*Exercise details:*
Rewrite the material below, substituting "gravel" for every occurrence of "dirt" and leaving everything else unchanged.

[start Record excerpts]

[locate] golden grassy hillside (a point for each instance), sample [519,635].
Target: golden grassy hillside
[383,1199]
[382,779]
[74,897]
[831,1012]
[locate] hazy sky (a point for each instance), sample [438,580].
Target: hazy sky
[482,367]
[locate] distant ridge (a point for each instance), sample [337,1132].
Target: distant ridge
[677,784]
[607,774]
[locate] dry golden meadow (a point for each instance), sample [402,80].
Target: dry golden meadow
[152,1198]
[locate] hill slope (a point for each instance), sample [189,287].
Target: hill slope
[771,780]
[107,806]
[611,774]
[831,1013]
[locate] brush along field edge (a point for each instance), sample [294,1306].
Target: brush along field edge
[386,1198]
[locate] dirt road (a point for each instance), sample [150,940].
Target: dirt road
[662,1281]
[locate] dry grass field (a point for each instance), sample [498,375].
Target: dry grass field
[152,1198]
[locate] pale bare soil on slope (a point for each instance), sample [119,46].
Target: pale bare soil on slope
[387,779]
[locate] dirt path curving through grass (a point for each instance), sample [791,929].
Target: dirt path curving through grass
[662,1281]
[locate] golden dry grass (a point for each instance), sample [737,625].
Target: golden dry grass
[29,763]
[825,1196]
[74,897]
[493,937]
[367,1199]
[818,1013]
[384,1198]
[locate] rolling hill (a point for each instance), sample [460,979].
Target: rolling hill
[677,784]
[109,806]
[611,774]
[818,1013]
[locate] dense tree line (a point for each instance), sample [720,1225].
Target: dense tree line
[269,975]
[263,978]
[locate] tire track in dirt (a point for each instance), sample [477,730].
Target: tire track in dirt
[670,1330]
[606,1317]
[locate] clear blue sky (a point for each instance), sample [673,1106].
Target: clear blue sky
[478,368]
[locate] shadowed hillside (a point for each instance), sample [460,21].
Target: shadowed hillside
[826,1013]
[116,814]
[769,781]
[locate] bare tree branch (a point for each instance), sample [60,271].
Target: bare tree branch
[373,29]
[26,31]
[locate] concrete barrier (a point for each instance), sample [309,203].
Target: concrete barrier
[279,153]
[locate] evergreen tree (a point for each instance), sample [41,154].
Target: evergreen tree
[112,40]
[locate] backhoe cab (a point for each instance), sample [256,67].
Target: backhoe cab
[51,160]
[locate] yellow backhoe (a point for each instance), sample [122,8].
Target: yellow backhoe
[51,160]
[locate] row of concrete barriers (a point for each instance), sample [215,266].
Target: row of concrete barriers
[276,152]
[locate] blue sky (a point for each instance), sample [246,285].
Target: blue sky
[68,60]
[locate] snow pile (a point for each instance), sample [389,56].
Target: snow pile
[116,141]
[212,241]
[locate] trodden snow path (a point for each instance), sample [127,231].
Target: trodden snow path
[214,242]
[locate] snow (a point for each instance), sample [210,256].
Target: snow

[end Record excerpts]

*Correct output:*
[locate] golden grassy hillside (a point for each instance), sample [519,635].
Target: golden grassy hillside
[383,1199]
[382,779]
[74,897]
[831,1012]
[locate] hazy sky (a point for each instance), sample [438,580].
Target: hazy sky
[482,367]
[locate] distant ridge (a point for each instance), sample [337,1132].
Target: distant ridge
[677,784]
[607,774]
[locate] dry golden meadow (a point for each instance), sample [402,80].
Target: dry golden meadow
[152,1198]
[locate] hill slope (a point for each instance), sample [189,287].
Target: hill slope
[771,780]
[107,806]
[611,774]
[831,1013]
[locate] brush along field edge (a point for each instance), sample [294,1306].
Target: brush along field edge
[386,1198]
[locate] gravel road (a point for each instance), sample [150,940].
Target: gravel road
[662,1281]
[locate] dry grass field (a point for each instance), sample [498,375].
Target: dry grass field
[152,1198]
[locate] pale bare soil on slope (a point for each instance), sample [119,46].
Target: pale bare soil on slope
[387,779]
[locate] gravel path curving through grass (a point for each instance), sample [791,929].
Target: gravel path curving through grass
[662,1281]
[locate] golden dry grass (a point for each instance), sample [737,625].
Target: golden dry grass
[29,763]
[825,1196]
[74,897]
[493,937]
[367,1199]
[818,1013]
[384,1198]
[locate] rolling hill (a point for each instance), sample [460,979].
Target: rolling hill
[677,784]
[109,806]
[611,774]
[818,1013]
[locate] dense tree line (a point for each instance), sample [720,1225].
Target: dense tree line
[269,975]
[263,978]
[locate] tire track in gravel (a point for each instance), sample [477,730].
Target: tire track in gravel
[670,1330]
[606,1317]
[locate] clear blue sky (a point for each instance), sample [673,1106].
Target: clear blue sky
[478,368]
[locate] shadowed hillside (a point for each instance), sample [460,21].
Target: shadowed hillside
[826,1013]
[116,814]
[769,781]
[locate] bare tree branch (a point for each instance), sample [60,271].
Target: bare tree branch
[373,29]
[26,31]
[locate] concrete barrier (a point for each instance), sample [309,203].
Target: concrete barrier
[279,153]
[locate] evergreen tree (a point for each instance), sample [41,154].
Target: evergreen tree
[112,40]
[locate] backhoe cab (a point for each instance), sample [256,67].
Target: backhoe cab
[51,160]
[locate] yellow backhoe (a point for each instance), sample [122,8].
Target: yellow backhoe
[51,160]
[locate] row of concrete barriers (a point for each instance), sample [215,266].
Target: row of concrete barriers
[276,152]
[locate] blue sky (a point for each instance), sample [246,285].
Target: blue sky
[68,60]
[locate] snow pile (a point for each instance), sample [389,56].
Target: snow pile
[116,141]
[212,241]
[locate] trodden snow path (a point for each instance), sample [127,231].
Target: trodden snow path
[214,242]
[locate] snow (a point for each instance), sample [210,256].
Target: snow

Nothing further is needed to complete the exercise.